> [Problem to solve] From the line that contains "Pin the crowd" down to the last line of the data below, transcribe every line exactly.

> [Referring expression pointing data]
--
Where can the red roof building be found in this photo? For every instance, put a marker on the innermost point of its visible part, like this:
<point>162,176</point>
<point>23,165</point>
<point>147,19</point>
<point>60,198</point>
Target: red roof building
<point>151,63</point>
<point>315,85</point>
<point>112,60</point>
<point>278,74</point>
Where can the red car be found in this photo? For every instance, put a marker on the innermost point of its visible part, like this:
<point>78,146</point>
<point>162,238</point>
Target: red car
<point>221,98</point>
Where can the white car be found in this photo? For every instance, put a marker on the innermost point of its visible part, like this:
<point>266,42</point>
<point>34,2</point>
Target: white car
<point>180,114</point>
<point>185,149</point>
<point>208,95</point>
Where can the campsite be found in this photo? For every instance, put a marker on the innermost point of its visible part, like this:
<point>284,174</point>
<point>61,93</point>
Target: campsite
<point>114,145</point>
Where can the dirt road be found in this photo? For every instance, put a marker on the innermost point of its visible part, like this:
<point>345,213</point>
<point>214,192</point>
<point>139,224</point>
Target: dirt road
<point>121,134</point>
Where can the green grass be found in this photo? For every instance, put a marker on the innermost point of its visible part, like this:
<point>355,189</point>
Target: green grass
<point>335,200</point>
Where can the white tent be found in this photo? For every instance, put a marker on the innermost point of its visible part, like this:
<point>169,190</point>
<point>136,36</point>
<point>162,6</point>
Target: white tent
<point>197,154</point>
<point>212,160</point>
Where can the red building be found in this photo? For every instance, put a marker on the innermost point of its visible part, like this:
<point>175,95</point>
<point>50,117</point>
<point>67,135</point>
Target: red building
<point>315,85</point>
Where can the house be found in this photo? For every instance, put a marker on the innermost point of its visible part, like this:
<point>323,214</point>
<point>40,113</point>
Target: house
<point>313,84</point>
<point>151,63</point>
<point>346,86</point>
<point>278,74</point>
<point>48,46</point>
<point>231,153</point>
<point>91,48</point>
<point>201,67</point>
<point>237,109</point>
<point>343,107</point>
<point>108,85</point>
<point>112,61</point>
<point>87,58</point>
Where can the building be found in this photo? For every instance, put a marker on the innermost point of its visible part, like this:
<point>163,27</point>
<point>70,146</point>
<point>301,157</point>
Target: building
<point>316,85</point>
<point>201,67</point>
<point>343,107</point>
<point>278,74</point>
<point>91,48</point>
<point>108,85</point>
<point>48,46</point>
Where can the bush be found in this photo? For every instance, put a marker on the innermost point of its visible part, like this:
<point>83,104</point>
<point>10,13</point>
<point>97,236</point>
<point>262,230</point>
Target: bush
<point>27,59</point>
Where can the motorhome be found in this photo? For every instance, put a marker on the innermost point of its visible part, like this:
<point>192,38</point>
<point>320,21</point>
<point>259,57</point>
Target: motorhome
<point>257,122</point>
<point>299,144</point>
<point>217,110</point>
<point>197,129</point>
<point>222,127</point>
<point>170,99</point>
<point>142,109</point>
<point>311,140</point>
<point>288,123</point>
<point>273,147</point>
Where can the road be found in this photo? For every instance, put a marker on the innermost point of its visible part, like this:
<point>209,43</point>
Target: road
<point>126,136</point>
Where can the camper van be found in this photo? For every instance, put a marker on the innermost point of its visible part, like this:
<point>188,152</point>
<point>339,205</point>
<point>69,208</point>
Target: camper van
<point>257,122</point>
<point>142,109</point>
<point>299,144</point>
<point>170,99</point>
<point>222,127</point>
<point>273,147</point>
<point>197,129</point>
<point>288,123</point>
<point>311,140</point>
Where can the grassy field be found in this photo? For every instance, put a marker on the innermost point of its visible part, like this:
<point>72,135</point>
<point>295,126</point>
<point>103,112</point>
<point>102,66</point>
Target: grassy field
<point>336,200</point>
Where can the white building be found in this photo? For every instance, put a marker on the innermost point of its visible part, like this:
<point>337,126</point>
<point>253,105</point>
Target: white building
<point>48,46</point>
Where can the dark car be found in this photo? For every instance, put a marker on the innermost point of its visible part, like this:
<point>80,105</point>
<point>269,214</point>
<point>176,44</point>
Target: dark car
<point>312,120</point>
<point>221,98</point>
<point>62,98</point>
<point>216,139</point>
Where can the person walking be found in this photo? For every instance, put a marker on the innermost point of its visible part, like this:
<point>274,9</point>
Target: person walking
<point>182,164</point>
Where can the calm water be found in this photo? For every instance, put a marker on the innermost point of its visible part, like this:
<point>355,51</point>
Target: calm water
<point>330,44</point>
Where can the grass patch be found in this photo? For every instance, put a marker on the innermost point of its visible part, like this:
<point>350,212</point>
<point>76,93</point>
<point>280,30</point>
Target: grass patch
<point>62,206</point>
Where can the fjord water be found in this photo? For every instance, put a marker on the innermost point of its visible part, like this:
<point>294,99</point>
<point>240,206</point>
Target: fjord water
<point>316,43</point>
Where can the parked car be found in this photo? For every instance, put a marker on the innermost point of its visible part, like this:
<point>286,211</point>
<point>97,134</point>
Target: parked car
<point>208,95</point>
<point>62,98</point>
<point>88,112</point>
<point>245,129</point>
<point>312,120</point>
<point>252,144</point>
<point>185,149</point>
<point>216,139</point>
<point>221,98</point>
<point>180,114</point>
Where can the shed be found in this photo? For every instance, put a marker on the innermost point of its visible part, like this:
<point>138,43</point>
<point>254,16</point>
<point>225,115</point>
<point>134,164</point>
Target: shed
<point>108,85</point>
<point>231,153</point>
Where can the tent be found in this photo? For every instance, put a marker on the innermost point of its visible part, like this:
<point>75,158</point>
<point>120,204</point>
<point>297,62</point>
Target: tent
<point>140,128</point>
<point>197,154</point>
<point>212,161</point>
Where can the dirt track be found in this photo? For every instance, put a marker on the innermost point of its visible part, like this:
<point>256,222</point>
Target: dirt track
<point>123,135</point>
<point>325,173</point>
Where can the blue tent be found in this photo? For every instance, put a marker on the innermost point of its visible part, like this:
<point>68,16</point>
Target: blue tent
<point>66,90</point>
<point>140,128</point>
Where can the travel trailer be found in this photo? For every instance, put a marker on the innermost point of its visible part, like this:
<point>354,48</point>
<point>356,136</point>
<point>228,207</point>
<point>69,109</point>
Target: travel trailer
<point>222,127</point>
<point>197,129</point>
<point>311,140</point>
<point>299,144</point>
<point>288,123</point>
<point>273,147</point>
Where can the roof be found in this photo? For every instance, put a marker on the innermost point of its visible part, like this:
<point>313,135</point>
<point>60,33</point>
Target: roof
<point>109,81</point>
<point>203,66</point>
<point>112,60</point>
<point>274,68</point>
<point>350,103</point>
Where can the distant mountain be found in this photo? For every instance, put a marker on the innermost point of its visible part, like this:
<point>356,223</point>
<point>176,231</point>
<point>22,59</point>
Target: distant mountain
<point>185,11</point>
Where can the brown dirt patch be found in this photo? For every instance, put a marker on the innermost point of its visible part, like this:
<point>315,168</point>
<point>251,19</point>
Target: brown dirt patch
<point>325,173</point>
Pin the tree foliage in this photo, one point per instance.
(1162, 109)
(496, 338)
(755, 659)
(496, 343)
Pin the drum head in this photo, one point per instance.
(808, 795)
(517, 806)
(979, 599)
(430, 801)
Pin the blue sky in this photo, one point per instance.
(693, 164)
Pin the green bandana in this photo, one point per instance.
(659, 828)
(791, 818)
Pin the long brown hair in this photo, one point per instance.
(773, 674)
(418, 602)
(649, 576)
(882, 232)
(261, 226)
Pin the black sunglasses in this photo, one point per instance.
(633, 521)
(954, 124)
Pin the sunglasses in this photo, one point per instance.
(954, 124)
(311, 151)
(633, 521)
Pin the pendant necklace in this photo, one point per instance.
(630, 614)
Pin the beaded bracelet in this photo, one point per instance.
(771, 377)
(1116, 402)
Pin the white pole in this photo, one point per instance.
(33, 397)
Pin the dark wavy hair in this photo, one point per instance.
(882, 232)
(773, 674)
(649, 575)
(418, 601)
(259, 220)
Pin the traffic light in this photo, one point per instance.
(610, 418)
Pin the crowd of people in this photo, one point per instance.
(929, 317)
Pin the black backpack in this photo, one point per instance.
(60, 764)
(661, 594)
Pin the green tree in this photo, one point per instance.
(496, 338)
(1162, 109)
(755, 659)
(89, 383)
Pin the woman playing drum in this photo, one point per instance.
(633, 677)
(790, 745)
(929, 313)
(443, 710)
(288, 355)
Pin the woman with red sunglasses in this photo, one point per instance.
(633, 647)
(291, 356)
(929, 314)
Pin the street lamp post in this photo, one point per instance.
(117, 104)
--
> [Output below]
Pin the crowd of people in this photo, one point per instance.
(929, 317)
Pin the black backpack in this photo, one point per instance.
(60, 764)
(661, 594)
Pin the green tree in this photo, one point per instance.
(496, 338)
(1162, 109)
(755, 659)
(89, 383)
Pin the woman playing drum in this photo, one point per instance.
(633, 677)
(790, 745)
(929, 313)
(443, 710)
(288, 355)
Pin the woman with red sunglasses in this photo, one point per instance.
(633, 647)
(291, 356)
(929, 314)
Pin the street lamp post in this photo, one point per instance.
(117, 104)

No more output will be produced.